**What is being asked**:
Rewrite the lines below, replacing "instance" with "occurrence" wherever it occurs and leaving everything else unchanged.
--------------------------------------------------
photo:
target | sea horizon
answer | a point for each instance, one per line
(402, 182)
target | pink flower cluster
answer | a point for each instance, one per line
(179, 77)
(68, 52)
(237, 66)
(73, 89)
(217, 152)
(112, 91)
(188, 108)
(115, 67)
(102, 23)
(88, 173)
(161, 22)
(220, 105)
--------------------------------------------------
**Correct answer**:
photo:
target | sea horizon
answer | a point for each occurrence, one per line
(402, 182)
target | pink flower cluster
answer | a point for each occurrence, one per line
(179, 77)
(68, 52)
(237, 66)
(73, 89)
(217, 152)
(112, 91)
(188, 108)
(115, 67)
(102, 23)
(88, 173)
(161, 22)
(220, 105)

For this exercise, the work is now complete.